▶ [Entries supplied]
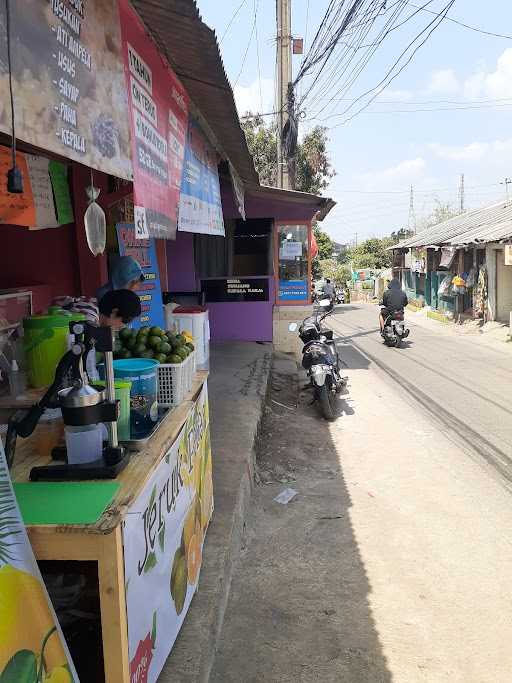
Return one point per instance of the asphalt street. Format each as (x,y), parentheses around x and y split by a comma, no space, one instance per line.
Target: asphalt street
(464,387)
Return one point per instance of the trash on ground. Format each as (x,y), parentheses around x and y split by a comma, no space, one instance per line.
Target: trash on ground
(285,496)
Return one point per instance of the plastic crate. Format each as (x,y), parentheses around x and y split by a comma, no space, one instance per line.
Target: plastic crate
(175,381)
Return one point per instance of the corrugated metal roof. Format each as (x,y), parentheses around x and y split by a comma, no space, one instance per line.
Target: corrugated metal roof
(488,224)
(192,51)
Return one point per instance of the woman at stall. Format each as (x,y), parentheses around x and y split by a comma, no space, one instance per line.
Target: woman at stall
(126,273)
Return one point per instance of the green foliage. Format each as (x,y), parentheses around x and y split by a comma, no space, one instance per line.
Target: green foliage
(371,254)
(313,168)
(336,272)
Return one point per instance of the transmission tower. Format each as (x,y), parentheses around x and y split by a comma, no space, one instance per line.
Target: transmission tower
(462,196)
(411,223)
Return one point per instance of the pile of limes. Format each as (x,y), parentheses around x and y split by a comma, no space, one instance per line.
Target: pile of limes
(152,342)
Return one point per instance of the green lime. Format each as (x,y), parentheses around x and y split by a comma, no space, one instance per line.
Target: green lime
(164,348)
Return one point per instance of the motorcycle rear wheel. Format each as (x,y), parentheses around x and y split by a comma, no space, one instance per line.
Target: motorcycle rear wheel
(326,400)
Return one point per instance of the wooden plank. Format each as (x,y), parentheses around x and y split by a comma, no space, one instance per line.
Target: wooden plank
(35,451)
(114,624)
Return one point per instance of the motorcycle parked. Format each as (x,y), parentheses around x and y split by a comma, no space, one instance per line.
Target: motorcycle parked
(321,359)
(394,329)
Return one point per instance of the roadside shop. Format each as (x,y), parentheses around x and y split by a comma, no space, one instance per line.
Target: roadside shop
(107,139)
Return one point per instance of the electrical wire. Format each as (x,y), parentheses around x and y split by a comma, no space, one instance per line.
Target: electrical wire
(248,44)
(470,28)
(258,52)
(235,14)
(11,95)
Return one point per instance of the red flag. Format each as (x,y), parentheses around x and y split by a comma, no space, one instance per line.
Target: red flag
(314,246)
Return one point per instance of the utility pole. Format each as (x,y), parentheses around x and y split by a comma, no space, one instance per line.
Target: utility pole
(461,193)
(506,182)
(284,79)
(411,223)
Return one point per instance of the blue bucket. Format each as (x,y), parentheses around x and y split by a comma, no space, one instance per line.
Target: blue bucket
(143,374)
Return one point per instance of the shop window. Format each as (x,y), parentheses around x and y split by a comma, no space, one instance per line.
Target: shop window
(293,262)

▶ [What is being asked] Your reply should restate the data above word for word and contain no pictures.

▶ [Result]
Return one point per instance of the asphalt street. Format each as (x,y), parentheses around x and y split by a comma, no space, one instance per line.
Target: asphalt street
(464,387)
Return one point per instance of the trash on ground. Format each as (x,y), parentheses around x and y split by a comma, no space, one instance per line.
Target: trash on ground
(285,496)
Return one point per instance of the plastic crate. Format each as (x,y), parentheses around x and y split by a comma, no space, one instance per line.
Target: plastic crate
(175,381)
Return one point per instance of the corrugated metal roof. Format each as (x,y), parentheses around x and y split by a comma, no space, one instance per line.
Target: corrugated metal roof
(488,224)
(192,51)
Return one point per instance of the woman at stall. Format each as (x,y), parentheses around x and y split by a comma, no space, one instance per line.
Target: woman at stall
(126,273)
Return one point per instance of the green foliage. Format each as (x,y), parentheses around x and y split by a comma, no space, one instance per line.
Target: green foliage
(371,254)
(313,168)
(336,272)
Return one point per instance of the transmission tower. Format each as (x,y), parentheses around x and y split by a comma, no space, one instance per line.
Target: transmission tower
(462,196)
(411,223)
Return one point per instance of the pile of limes. Format each as (x,y), parentheses around x and y split by a comma, no space, one instance per line.
Target: pile of limes
(152,342)
Return one point per instance of the green lime. Format each as (x,y), parentheses around x and y split by a comma, no space, one instance per line.
Target: green lime
(164,348)
Return one point per instance of the motorcycle rear wheel. Format each as (x,y), parentheses around x and y split by a comma, no space, one instance per line.
Target: motorcycle rear wheel
(326,400)
Return one point per instance of the wooden plank. Format each as (x,y), parentheses around x and y split by a comma, no space, one instance per line.
Target: wooden plank
(35,451)
(114,624)
Return one point per instance of the motorcycle parked. Format each as (x,y), parentheses around x and y split by a comma, no space, one instance per line.
Target: motorcycle parked
(321,359)
(394,329)
Return one point per instance of the roadside shop. Format each as (x,y), parentheses around x and y split by a comma, no space, one instance per line.
Target: roadside shop
(107,139)
Return one point per instance of the electrical wire. Format each as (x,y), parentheses around x and y split by a comma, no space, one instance per line.
Target: electrical wire
(248,44)
(470,28)
(258,52)
(235,14)
(11,95)
Return one point per instance of the red flag. Format each as (x,y), parentheses around x and y split by a comma, no space, one instance per line.
Target: red flag
(314,246)
Return one point per instance of the utility pole. Format each as (x,y), parentheses around x and y split by a comma, no space, one instance per line.
Target: utility pole
(461,193)
(506,182)
(284,79)
(411,223)
Return one point per instance of the blue bucket. Format each as (x,y), parentheses around x and y split by a comma, no space, one instance per line.
Target: blue bucket
(143,374)
Return one point per instance of the shop window. Format each as (x,y), parentheses around x and y split by a comma, no space, one instance per line.
Target: shop window
(293,262)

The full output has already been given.